Hoe oordeelt u over de bevindingen dat blootstelling aan glyfosfaat en RoundUp de kans op verschillende typen kanker sterk doet toenemen?

Antwoord 2, 3, 4, 5

Een middel wordt alleen toegelaten als er bij gebruik volgens voorschrift geen onaanvaardbare risico’s zijn voor mens, dier en milieu. Dat geldt ook voor RoundUp en glyfosaat.

Een toelating is gebaseerd op een beoordeling van een uitgebreid dossier waarin aandacht is voor alle effecten zoals die zijn opgesomd in bovenstaande vragen (zoals celtoxiciteit, hormonale werking, effect op DNA, aquatox, effect op de reproductie en carcinoge werking). Bovendien is glyfosaat, als werkzame stof van gewasbeschermingsmiddelen, Europees onderzocht en op bijlage I van de gewasbeschermingsmiddelenrichtlijn 91/414/EEG geplaatst.

Vraag 6

Kunt u inzicht geven in het gebruik van RoundUp en glyfosfaat in Nederland, zowel door overheidsdiensten als (agrarische)ondernemers en particulieren? Zo nee, waarom niet?

= Doelstelling =
Zet de tekst over glyfosaat en RoundUp voort vanaf de plek waar die stopt. De regels doen hier niet ter zake.

= Geselecteerde regels =
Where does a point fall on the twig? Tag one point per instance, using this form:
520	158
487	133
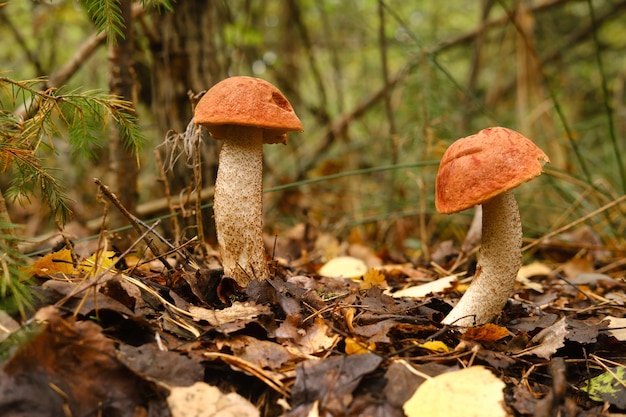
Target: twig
133	221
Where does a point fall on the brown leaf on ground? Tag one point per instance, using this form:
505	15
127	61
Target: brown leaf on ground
330	382
70	365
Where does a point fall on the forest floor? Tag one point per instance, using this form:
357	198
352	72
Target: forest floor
134	341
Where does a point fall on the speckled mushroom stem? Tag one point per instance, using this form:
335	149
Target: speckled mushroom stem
498	264
238	205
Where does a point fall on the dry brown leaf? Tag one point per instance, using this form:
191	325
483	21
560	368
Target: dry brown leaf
549	340
487	333
204	400
423	290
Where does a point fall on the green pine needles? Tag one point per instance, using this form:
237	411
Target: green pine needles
108	18
31	120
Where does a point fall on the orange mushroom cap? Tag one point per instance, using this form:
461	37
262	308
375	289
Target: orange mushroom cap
247	101
479	167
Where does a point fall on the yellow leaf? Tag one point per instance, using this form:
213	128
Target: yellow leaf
54	263
343	267
354	347
435	346
470	392
373	278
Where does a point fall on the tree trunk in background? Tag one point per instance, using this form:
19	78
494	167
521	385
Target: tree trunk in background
124	167
187	55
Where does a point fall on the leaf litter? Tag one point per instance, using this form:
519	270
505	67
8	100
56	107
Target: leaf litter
337	331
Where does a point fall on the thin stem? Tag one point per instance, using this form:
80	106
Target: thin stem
498	264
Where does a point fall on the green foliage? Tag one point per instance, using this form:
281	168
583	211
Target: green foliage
108	18
31	118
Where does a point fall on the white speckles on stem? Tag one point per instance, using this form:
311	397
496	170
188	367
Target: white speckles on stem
238	205
498	264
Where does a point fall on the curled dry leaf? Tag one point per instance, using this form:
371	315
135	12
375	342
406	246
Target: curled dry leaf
203	400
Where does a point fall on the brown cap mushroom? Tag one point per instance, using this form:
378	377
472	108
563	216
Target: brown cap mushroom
247	101
245	113
482	169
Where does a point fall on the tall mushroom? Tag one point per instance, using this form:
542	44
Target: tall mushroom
483	169
245	113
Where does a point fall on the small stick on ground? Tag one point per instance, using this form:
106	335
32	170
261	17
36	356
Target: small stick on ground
133	221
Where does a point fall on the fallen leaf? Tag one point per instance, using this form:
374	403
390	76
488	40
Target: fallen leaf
204	400
549	340
54	263
617	328
231	318
434	346
470	392
331	381
355	347
343	267
486	333
434	287
373	278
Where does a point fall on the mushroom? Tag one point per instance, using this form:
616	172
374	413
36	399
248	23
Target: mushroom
245	113
483	169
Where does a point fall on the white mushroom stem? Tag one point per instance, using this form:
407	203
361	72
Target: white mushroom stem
498	264
238	205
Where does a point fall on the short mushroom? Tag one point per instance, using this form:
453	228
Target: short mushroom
245	113
483	169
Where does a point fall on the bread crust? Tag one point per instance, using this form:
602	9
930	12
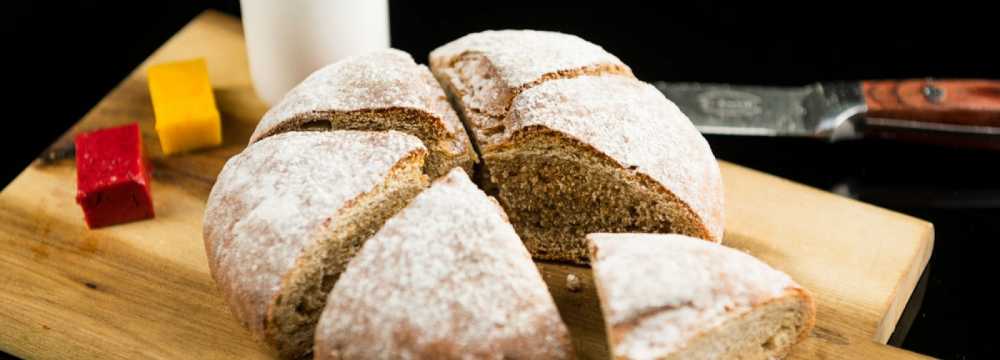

= Antwoord =
Antwoord 6

Het CBS inventariseert het gebruik van bestrijdingsmiddelen ongeveer elk 4e jaar. De laatste inventarisatie in de landbouw was over 2008. Het CBS inventariseert het gebruik in 56 gewassen, echter niet het gehele gebruik. In 2005 is voor het laatst een schatting gemaakt van het gebruik van glyfosaat in de verschillende gebruiksgebieden. Zie de tabel. Verder inventariseert de overheid jaarlijks de totaalafzet van glyfosaat in Nederland. De gemiddelde afzet in de afgelopen 6 jaar was circa 960 ton.

Sector/toepassingebied

Schatting omvang gebruik glyfosaat (kg)

Bron

Ondergrens

Schatting

Bovengrens

Akker- en tuinbouw (incl. akkerranden en glasopstanden)

165 070

190 000

345 000

CBS-enquête 2004

Droge slootbodems

18 000

23 000

28 000

Staats et al. (2002)

Grasland

97 000

176 200

270 000

LEI-BIN; dit rapport

Hoveniers (niet verhardingen)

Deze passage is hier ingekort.